**What you should do**
Retype the whole listing verbatim and keep the pictures out of it.

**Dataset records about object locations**
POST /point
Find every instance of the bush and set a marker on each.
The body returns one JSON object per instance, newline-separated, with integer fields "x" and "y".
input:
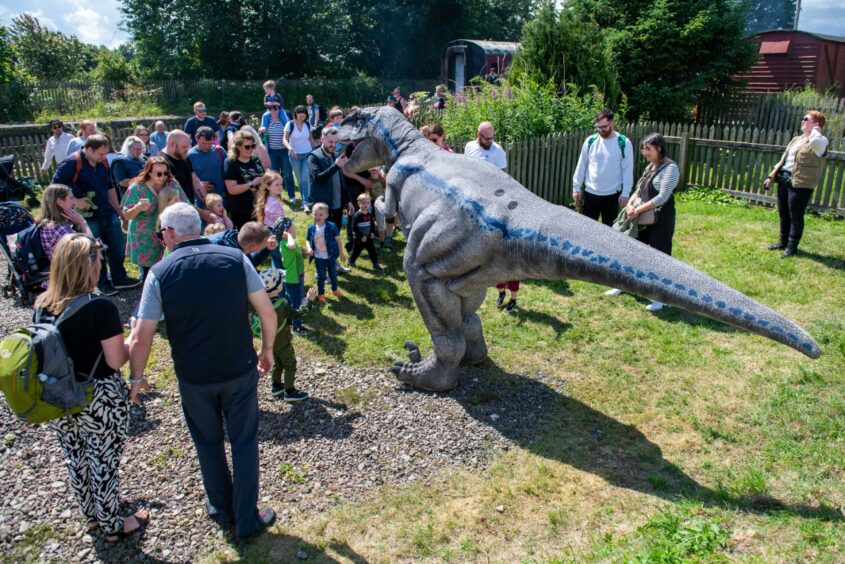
{"x": 520, "y": 110}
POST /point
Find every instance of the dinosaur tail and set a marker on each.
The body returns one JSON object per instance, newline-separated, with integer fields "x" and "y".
{"x": 569, "y": 245}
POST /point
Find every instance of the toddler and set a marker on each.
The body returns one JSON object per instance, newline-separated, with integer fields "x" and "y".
{"x": 323, "y": 243}
{"x": 363, "y": 230}
{"x": 294, "y": 266}
{"x": 269, "y": 208}
{"x": 284, "y": 357}
{"x": 219, "y": 215}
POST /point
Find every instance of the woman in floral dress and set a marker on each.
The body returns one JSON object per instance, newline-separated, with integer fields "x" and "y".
{"x": 140, "y": 206}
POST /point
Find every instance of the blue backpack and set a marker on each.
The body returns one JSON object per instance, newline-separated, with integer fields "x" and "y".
{"x": 29, "y": 257}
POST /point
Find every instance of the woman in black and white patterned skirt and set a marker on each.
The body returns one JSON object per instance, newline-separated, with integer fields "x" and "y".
{"x": 93, "y": 439}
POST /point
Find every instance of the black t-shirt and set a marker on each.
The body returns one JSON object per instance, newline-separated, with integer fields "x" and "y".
{"x": 241, "y": 173}
{"x": 94, "y": 322}
{"x": 182, "y": 172}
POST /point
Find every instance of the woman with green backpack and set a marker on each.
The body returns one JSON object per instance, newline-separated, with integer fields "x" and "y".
{"x": 93, "y": 336}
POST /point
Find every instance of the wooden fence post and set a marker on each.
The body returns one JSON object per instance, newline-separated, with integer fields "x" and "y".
{"x": 683, "y": 160}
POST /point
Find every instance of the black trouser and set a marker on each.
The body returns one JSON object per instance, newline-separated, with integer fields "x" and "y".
{"x": 659, "y": 235}
{"x": 605, "y": 206}
{"x": 358, "y": 247}
{"x": 792, "y": 203}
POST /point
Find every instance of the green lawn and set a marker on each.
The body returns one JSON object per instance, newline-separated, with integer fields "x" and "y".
{"x": 677, "y": 438}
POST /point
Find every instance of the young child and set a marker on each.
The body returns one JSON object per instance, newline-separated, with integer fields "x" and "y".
{"x": 284, "y": 357}
{"x": 213, "y": 228}
{"x": 324, "y": 244}
{"x": 363, "y": 230}
{"x": 269, "y": 208}
{"x": 294, "y": 266}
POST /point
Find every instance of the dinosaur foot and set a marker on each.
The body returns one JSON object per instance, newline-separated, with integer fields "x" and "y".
{"x": 425, "y": 373}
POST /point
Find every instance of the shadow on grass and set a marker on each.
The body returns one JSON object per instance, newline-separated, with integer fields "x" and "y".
{"x": 828, "y": 261}
{"x": 572, "y": 432}
{"x": 280, "y": 547}
{"x": 306, "y": 420}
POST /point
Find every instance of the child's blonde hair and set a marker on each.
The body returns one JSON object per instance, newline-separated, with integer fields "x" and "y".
{"x": 213, "y": 228}
{"x": 263, "y": 192}
{"x": 212, "y": 199}
{"x": 168, "y": 196}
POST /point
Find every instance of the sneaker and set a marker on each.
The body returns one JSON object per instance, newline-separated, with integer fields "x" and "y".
{"x": 107, "y": 289}
{"x": 266, "y": 519}
{"x": 295, "y": 395}
{"x": 126, "y": 282}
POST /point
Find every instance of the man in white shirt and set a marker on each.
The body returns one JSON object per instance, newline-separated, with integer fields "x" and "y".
{"x": 485, "y": 148}
{"x": 606, "y": 169}
{"x": 57, "y": 143}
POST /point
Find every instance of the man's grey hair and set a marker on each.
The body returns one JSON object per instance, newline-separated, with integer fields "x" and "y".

**Finished answer**
POST /point
Find every instance of the bush and set a marker on each.
The body returns one JSON object per instance, newline-separated, with integer fields "x" and "y".
input:
{"x": 520, "y": 110}
POST /point
Find every instance of the dinosaur tail and set a marker on each.
The body returns one JSON object per instance, newline-separated, with integer fields "x" and "y".
{"x": 569, "y": 245}
POST /point
Find every instance of the toddler and set a marker on each.
The body returns one JSON object per instance, newline-separated, with integer fields "x" and "y".
{"x": 323, "y": 243}
{"x": 363, "y": 230}
{"x": 294, "y": 266}
{"x": 269, "y": 208}
{"x": 284, "y": 357}
{"x": 219, "y": 215}
POST /point
Find every instance of the woman in floral dress and set a marker on each.
The body returns one JSON object per instance, newline-separated, with integer fields "x" and "y".
{"x": 140, "y": 206}
POST /point
Find every instance of the blue backpack and set a marker on each.
The body returns one JSON object per instance, newline-separated, with integer fields "x" and "y".
{"x": 29, "y": 257}
POST /point
Find every instance of the woman in black and white patterned skirt and set a marker on each.
The body returns one JSON object per instance, newline-separated, with integer fields "x" and "y".
{"x": 93, "y": 439}
POST /point
Find every instance of the black t-shirt and set a marker on each.
The body returns one JSON object per instance, newline-separated, with integer fields "x" and "y".
{"x": 241, "y": 173}
{"x": 94, "y": 322}
{"x": 182, "y": 172}
POST /point
Find every instance of the woman with green backpack and set a marker on each.
The body returns one JSON object per instance, newline-separated, with integer fields "x" and "y".
{"x": 93, "y": 336}
POST /point
Find every instance of the wooden fence post and set a marker on each.
The body returns one JSON object per instance, newline-separated, with integer fields "x" and "y".
{"x": 683, "y": 160}
POST /point
Find every instance of the black trouser and set a marker on each.
The body returns one JSON object per instance, newline-separated, with integer fields "x" and "y".
{"x": 659, "y": 235}
{"x": 605, "y": 206}
{"x": 358, "y": 247}
{"x": 792, "y": 203}
POST /point
Find every instance of the green lawn and set a marker on each.
The body returns one JSON object per instance, newline-separated, with integer fields "x" and "y".
{"x": 677, "y": 438}
POST /point
Find every instance of the young child and set a marker on each.
The body returns one JSON object per instance, newline-separated, with integer fields "x" and "y".
{"x": 284, "y": 357}
{"x": 213, "y": 228}
{"x": 324, "y": 244}
{"x": 363, "y": 230}
{"x": 269, "y": 208}
{"x": 294, "y": 266}
POST /point
Find every instance of the dinosaur foot and set a marker on each.
The body returns one JSON object per instance, newline-separated, with integer fields "x" and "y".
{"x": 425, "y": 373}
POST /point
Find every instance of the shadow on grass and set a marker on each.
The body returns one JSON object per instance, newline-separated, with integer fields "x" and "y".
{"x": 828, "y": 261}
{"x": 572, "y": 432}
{"x": 280, "y": 547}
{"x": 306, "y": 420}
POST /point
Find every instance of the child's blonde hair and set a marker on each.
The body returns one JSON object per instance, newline-separated, with integer fields "x" and "y".
{"x": 213, "y": 228}
{"x": 263, "y": 192}
{"x": 212, "y": 199}
{"x": 168, "y": 196}
POST /point
Find every instance of the sneaker and set a marker on each.
The body returns one JSON object per instance, newline-separated, with integer fields "x" and "y".
{"x": 107, "y": 289}
{"x": 266, "y": 519}
{"x": 295, "y": 395}
{"x": 126, "y": 282}
POST /point
Find every instance of the man in white shirt and set a marker on each.
The body returns one JSON object per instance, newline-separated, with integer fields "x" and "y".
{"x": 485, "y": 148}
{"x": 606, "y": 169}
{"x": 57, "y": 143}
POST /point
Find every instance of the man's grey hair and set a marker on each.
The body returns one JSON object per instance, newline-separated, with integer fields "x" and "y".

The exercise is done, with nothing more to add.